#### Goal:
Copy each line exactly. Leave nothing out.
** begin **
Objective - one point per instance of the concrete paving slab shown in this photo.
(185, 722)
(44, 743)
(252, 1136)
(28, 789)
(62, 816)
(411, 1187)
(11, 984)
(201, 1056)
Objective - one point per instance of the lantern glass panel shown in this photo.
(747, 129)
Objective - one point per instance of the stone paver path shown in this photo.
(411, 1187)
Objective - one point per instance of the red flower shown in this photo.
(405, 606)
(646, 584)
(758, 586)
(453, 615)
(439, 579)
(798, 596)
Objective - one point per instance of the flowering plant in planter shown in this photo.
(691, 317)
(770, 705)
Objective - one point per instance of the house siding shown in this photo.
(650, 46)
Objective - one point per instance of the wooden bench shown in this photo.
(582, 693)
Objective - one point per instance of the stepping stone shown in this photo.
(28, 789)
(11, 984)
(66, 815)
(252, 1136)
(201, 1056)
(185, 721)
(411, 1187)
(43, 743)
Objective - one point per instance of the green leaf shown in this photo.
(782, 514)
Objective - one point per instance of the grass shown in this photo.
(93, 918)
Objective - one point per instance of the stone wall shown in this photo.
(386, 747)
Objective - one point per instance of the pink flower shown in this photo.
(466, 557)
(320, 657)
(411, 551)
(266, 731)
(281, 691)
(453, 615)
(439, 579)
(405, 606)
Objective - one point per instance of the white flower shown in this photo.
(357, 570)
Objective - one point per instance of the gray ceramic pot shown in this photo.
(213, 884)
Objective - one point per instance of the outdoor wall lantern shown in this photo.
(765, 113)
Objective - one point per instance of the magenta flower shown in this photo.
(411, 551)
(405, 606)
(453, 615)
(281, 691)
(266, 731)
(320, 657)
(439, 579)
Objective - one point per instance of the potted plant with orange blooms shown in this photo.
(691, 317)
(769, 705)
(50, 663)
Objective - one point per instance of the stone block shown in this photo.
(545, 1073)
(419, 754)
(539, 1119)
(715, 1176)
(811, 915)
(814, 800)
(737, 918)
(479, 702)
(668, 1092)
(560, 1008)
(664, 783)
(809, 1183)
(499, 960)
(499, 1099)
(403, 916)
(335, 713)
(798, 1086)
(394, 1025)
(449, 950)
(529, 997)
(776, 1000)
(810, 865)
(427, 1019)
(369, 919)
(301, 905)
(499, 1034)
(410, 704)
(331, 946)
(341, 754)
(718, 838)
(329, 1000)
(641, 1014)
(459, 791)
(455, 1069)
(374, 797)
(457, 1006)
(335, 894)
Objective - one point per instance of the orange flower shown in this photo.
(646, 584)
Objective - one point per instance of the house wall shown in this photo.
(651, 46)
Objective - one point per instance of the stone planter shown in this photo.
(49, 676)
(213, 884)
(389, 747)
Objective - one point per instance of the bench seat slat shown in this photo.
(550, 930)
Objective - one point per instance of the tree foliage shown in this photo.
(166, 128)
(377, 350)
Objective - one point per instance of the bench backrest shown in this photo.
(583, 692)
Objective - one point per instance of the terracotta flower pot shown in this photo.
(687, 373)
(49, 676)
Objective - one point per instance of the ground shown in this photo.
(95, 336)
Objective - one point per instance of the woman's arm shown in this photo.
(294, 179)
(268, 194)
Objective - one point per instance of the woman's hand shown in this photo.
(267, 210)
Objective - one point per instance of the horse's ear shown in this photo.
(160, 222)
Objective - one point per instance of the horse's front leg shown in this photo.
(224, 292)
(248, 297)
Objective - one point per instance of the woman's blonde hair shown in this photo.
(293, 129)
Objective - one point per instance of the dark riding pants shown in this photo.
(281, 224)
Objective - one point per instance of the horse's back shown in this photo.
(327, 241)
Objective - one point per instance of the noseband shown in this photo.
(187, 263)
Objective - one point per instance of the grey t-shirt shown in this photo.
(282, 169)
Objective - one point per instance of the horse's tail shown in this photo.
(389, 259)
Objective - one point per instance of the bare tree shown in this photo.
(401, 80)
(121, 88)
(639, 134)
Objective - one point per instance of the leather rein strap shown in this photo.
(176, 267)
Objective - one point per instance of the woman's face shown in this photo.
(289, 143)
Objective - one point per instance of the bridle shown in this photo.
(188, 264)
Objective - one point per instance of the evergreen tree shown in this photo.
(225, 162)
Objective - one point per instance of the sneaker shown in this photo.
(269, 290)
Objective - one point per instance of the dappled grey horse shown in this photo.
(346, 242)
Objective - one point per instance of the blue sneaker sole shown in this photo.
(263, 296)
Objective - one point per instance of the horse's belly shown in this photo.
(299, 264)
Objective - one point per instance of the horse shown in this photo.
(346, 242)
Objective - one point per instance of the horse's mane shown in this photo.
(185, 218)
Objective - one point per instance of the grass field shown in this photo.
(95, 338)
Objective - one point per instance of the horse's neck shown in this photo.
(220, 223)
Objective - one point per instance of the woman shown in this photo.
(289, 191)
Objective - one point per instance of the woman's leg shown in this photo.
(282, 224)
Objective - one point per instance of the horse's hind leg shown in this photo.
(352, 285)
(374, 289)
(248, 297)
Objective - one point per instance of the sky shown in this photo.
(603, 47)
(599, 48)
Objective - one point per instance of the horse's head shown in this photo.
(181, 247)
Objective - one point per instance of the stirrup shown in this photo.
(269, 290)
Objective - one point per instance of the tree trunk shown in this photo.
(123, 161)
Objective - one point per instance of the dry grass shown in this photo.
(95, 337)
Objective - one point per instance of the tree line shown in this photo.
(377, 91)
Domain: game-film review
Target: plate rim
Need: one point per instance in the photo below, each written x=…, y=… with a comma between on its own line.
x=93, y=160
** end **
#### Response to this task:
Objective - one point per instance of the concrete paving slab shown in this photo.
(185, 722)
(44, 743)
(252, 1136)
(28, 789)
(62, 816)
(411, 1187)
(11, 984)
(201, 1056)
Objective - one point per instance of the lantern glass panel shown in this photo.
(747, 129)
Objective - one point per instance of the stone paver path shown in this photo.
(411, 1187)
Objective - one point per instance of the red flower shown in this photo.
(405, 606)
(646, 584)
(758, 586)
(453, 615)
(439, 579)
(798, 596)
Objective - one point per instance of the flowering plant in planter shown in this photo.
(691, 317)
(770, 705)
Objective - one point per instance of the house siding shown in this photo.
(650, 46)
Objective - one point per instance of the wooden bench shown in this photo.
(582, 693)
Objective - one point per instance of the stepping stone shown in this photo.
(28, 789)
(11, 984)
(66, 815)
(252, 1136)
(201, 1056)
(185, 721)
(411, 1187)
(43, 743)
Objective - one point per instance of the green leaf shown in this photo.
(782, 514)
Objective - one point per instance of the grass shown in this photo.
(93, 918)
Objective - one point per instance of the stone wall shown in this photo.
(386, 747)
Objective - one point per instance of the pink flower shown in this photo.
(466, 557)
(320, 657)
(411, 551)
(266, 731)
(281, 691)
(453, 615)
(439, 579)
(405, 606)
Objective - one point per instance of the white flower shown in this photo.
(357, 570)
Objective - one point per instance of the gray ceramic pot shown in this photo.
(213, 884)
Objective - one point per instance of the outdoor wall lantern shown in this photo.
(765, 113)
Objective - one point per instance of the magenta flower shown in this photo.
(411, 551)
(405, 606)
(453, 615)
(281, 691)
(266, 731)
(320, 657)
(439, 579)
Objective - one point per instance of the potted plant with orange blooms shown in this photo.
(691, 317)
(769, 705)
(50, 663)
Objective - one point per instance of the stone block shown in this photo.
(545, 1073)
(419, 754)
(539, 1119)
(715, 1176)
(811, 915)
(814, 800)
(737, 918)
(479, 702)
(668, 1092)
(560, 1008)
(664, 783)
(809, 1183)
(499, 960)
(499, 1099)
(403, 916)
(335, 713)
(798, 1086)
(394, 1025)
(449, 950)
(529, 997)
(776, 1000)
(810, 865)
(427, 1019)
(369, 919)
(301, 905)
(499, 1034)
(410, 704)
(331, 946)
(341, 754)
(718, 838)
(329, 1000)
(641, 1014)
(459, 791)
(455, 1069)
(374, 797)
(457, 1006)
(335, 894)
Objective - one point per instance of the orange flower shown in this photo.
(646, 584)
Objective - one point per instance of the house wall shown in this photo.
(651, 46)
Objective - one point per instance of the stone planter shown in this photo.
(49, 676)
(213, 884)
(389, 747)
Objective - one point per instance of the bench seat slat shown in this photo.
(550, 930)
Objective - one point per instance of the tree foliage shown in this photo.
(166, 128)
(377, 350)
Objective - one point per instance of the bench backrest shown in this photo.
(583, 692)
Objective - one point per instance of the terracotta flower pot shown in this photo.
(687, 373)
(49, 676)
Objective - one point per instance of the ground shown in this photo.
(95, 336)
Objective - one point per instance of the woman's arm shown in this photo.
(294, 179)
(268, 194)
Objective - one point per instance of the woman's hand shown in this photo.
(267, 210)
Objective - one point per instance of the horse's ear shown in this photo.
(160, 222)
Objective - one point per instance of the horse's front leg shown in this photo.
(224, 292)
(248, 297)
Objective - one point per instance of the woman's blonde hair shown in this photo.
(293, 129)
Objective - one point per instance of the dark riding pants shown in this photo.
(281, 224)
Objective - one point per instance of the horse's back shown in this photo.
(327, 241)
Objective - one point per instance of the noseband shown in this photo.
(187, 263)
Objective - one point per instance of the grey t-shirt shown in this photo.
(282, 169)
Objective - one point per instance of the horse's tail shown in this photo.
(389, 259)
Objective - one point per instance of the bare tree shown in this photo.
(401, 80)
(121, 88)
(639, 134)
Objective - one point per instance of the leather rein strap shown in this photo.
(176, 267)
Objective - one point per instance of the woman's face shown in this photo.
(289, 143)
Objective - one point per instance of the bridle shown in this photo.
(188, 264)
Objective - one point per instance of the evergreen tree shown in this photo.
(225, 162)
Objective - one point per instance of the sneaker shown in this photo.
(269, 290)
Objective - one point per instance of the dappled grey horse shown in this photo.
(346, 242)
Objective - one point per instance of the blue sneaker sole shown in this photo.
(263, 296)
Objective - one point per instance of the horse's belly shown in this photo.
(299, 264)
Objective - one point per instance of the horse shown in this photo.
(346, 242)
Objective - one point per instance of the horse's mane shown in this photo.
(185, 218)
Objective - one point per instance of the grass field shown in this photo.
(95, 338)
Objective - one point per instance of the horse's neck shown in this photo.
(220, 223)
Objective - one point per instance of the woman shown in this photo.
(289, 191)
Objective - one point per instance of the woman's leg shown in this photo.
(282, 224)
Objective - one point per instance of the horse's hind leg shown in this photo.
(352, 285)
(374, 289)
(248, 297)
Objective - one point per instance of the sky shown in this photo.
(603, 47)
(599, 48)
Objective - one point per instance of the horse's head shown in this photo.
(181, 247)
Objective - one point per instance of the stirrup shown in this photo.
(269, 290)
Objective - one point per instance of the tree trunk shown in this photo.
(123, 161)
Objective - one point per instance of the dry grass shown in this photo.
(95, 337)
Objective - one point per instance of the tree line shown in this photo.
(377, 91)
Domain: game-film review
Target: plate rim
Need: one point per instance in the photo below, each written x=…, y=… with a comma between on its own line.
x=93, y=160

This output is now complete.